### REQUEST
Count the lines in the records below that contain the string "wall", with case mattering. Reply with only the number.

>> BEGIN MATERIAL TO PROCESS

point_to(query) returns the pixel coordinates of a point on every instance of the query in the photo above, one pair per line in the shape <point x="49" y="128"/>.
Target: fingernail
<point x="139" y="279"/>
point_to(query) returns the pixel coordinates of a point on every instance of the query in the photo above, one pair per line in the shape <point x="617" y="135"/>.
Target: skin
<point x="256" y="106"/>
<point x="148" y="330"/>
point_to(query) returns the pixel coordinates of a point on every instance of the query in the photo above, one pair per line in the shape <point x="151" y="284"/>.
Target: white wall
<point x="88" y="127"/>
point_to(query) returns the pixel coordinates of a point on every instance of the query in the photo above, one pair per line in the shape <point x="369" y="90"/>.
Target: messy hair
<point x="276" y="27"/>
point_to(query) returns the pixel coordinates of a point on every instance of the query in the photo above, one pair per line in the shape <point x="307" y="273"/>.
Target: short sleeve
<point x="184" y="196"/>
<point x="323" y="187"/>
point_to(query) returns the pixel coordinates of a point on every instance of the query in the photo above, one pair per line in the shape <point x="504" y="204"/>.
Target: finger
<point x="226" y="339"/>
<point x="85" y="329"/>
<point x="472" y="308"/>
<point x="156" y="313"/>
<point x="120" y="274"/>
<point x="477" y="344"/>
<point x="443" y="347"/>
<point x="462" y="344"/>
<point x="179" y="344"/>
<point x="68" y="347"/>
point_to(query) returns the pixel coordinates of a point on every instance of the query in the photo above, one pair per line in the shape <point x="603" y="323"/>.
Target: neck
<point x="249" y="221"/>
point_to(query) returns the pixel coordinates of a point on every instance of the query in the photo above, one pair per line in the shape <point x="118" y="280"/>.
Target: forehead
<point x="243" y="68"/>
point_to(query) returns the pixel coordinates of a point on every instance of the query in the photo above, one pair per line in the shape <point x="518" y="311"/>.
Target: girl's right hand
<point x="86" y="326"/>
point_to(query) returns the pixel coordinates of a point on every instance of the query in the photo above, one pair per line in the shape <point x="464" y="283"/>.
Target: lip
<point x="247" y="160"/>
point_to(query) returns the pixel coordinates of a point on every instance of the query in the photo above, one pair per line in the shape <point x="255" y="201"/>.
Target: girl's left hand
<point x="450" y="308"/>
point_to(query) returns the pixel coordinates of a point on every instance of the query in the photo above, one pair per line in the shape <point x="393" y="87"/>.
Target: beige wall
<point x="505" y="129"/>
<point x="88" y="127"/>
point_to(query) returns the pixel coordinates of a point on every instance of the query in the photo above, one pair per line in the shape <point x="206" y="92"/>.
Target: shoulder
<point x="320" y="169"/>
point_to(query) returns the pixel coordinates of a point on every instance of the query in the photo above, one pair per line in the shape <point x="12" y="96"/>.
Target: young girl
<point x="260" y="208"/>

>> END MATERIAL TO PROCESS

### ANSWER TO THIS PROBLEM
2